#### 练习说明:
请把下列所有条目逐行重抄一遍，所有文字都要保留，并把各条目最后给出的标注坐标整体平移，每个数值加 102，条目文字中的示例坐标保持不变。图片占位行不要写出。

━━ 数据内容

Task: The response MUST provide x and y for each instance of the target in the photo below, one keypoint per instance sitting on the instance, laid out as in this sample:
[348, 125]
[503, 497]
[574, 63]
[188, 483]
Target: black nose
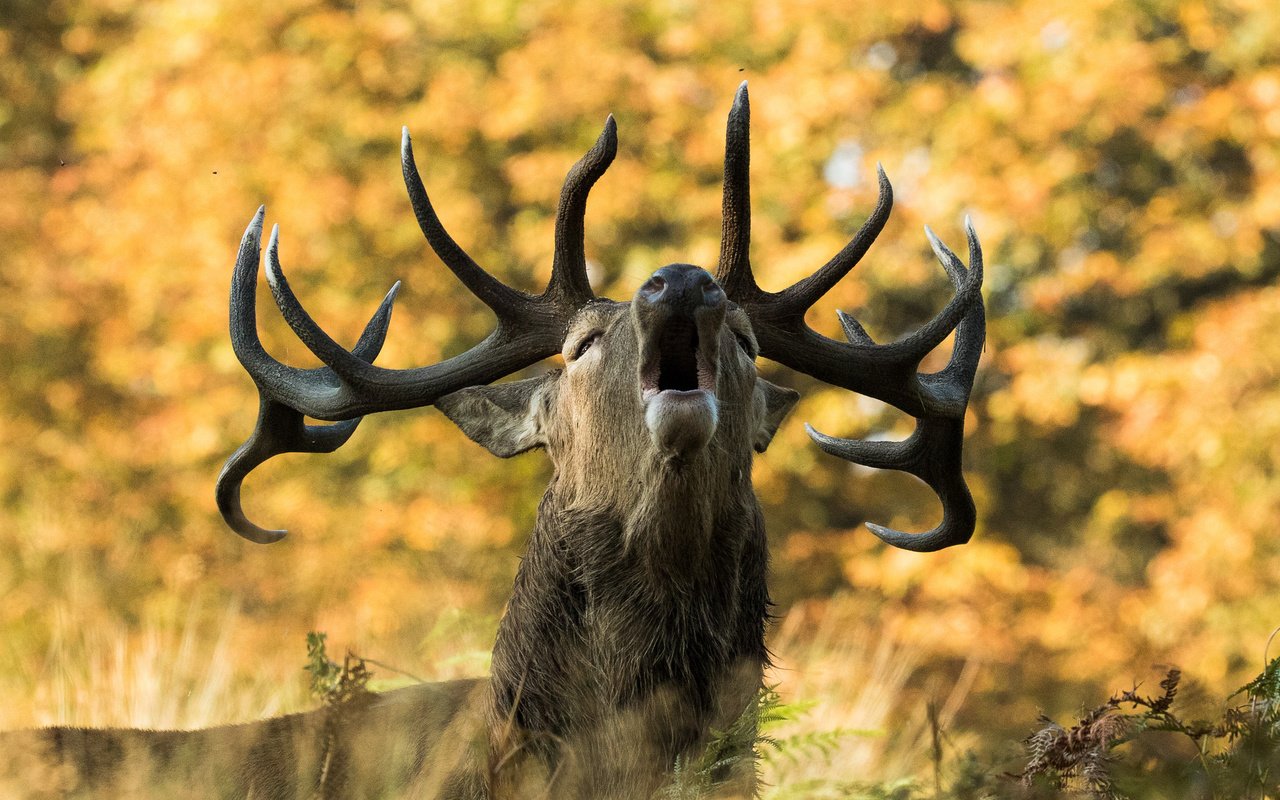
[684, 287]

━━━━

#### 练习答案:
Task: The response MUST provide x and y for each instance of the target in the photo below, one keypoint per instance sitting on the instance, laid out as in this sample:
[348, 125]
[503, 497]
[574, 63]
[188, 483]
Target: black nose
[786, 389]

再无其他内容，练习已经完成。